EXCERPT TO READ:
________________
Technology in education should serve students and teachers—not corporate profits or surveillance capitalism.

The EdTech Explosion

Education technology has become a multi-billion dollar industry, with companies eager to sell products to schools often with limited evidence of effectiveness. The COVID-19 pandemic accelerated adoption, but also exposed the limitations and harms of technology-heavy approaches to education.

Key Concerns

The rapid expansion of EdTech raises serious issues:

  • Massive collection of student data with inadequate privacy protections
  • Products marketed aggressively without evidence of educational benefit
  • Screen time replacing human interaction and hands-on learning
  • Surveillance tools that monitor students' every keystroke
  • Algorithmic systems making high-stakes decisions about students

Student Data Privacy

Every day, students generate vast amounts of data through educational apps and platforms. This data—including academic performance, behavior, location, and even biometric information—is often collected, stored, and shared with third parties with minimal oversight. FERPA, passed in 1974, is woefully inadequate for the digital age.
________________
[Stored items]
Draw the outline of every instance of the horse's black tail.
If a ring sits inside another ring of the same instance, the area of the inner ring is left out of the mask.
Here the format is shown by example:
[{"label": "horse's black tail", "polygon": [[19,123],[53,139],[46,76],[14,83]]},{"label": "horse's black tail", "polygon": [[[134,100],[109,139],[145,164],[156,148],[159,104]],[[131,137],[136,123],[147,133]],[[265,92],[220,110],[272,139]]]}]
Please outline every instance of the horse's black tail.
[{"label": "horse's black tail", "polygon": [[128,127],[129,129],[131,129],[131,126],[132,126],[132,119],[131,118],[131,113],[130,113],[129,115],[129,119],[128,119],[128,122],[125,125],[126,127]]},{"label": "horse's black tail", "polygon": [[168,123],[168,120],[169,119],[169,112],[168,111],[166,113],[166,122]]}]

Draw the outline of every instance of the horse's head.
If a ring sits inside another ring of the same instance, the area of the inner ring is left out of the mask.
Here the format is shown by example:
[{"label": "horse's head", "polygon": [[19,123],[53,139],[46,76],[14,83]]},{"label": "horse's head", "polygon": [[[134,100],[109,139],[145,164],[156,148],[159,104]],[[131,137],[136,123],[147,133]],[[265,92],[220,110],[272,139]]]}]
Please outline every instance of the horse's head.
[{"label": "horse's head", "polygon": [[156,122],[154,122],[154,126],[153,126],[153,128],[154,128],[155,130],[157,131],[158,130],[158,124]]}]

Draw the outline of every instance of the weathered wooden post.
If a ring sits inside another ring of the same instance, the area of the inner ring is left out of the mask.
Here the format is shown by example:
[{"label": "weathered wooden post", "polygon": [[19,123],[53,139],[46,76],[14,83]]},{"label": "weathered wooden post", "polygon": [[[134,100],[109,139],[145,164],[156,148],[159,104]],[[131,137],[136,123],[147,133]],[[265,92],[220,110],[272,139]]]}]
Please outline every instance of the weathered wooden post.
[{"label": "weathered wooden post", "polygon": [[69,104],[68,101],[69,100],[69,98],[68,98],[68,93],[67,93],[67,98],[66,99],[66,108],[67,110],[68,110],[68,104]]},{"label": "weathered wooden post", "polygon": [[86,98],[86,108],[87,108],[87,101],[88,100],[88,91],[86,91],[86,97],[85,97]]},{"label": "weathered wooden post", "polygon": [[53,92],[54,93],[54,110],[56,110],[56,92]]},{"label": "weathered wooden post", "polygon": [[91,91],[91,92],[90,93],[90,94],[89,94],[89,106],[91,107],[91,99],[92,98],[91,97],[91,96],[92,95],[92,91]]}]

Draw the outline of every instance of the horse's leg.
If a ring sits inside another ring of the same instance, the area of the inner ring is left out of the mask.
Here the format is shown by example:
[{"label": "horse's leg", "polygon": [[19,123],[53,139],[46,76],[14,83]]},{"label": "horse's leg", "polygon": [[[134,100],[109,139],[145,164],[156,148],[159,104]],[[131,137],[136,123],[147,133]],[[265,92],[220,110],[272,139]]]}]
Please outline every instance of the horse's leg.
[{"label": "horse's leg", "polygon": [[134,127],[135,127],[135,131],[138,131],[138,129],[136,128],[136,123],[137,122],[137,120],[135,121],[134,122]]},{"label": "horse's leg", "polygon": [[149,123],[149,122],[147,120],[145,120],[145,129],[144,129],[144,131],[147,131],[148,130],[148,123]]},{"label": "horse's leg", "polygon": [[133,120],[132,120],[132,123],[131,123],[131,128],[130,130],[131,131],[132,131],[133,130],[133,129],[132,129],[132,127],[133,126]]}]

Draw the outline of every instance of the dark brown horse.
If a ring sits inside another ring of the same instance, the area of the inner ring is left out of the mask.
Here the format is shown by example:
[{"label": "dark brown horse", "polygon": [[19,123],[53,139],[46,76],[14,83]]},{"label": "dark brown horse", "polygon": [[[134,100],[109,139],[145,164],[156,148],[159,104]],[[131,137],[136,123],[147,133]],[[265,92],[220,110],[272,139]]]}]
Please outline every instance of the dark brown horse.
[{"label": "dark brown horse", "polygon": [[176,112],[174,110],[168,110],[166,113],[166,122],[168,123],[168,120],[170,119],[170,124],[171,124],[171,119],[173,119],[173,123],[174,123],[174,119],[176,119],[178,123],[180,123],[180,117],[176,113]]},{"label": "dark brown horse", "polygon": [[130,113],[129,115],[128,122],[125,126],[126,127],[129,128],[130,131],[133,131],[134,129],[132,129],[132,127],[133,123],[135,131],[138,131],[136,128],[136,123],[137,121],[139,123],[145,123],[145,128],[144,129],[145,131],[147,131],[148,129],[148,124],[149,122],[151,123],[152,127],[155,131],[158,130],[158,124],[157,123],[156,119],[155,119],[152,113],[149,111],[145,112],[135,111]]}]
________________
WHAT IS BEING ASKED:
In the education technology passage, what year was FERPA passed? The listing comes from a separate source unrelated to the education technology passage.

COMPLETED EXERCISE:
1974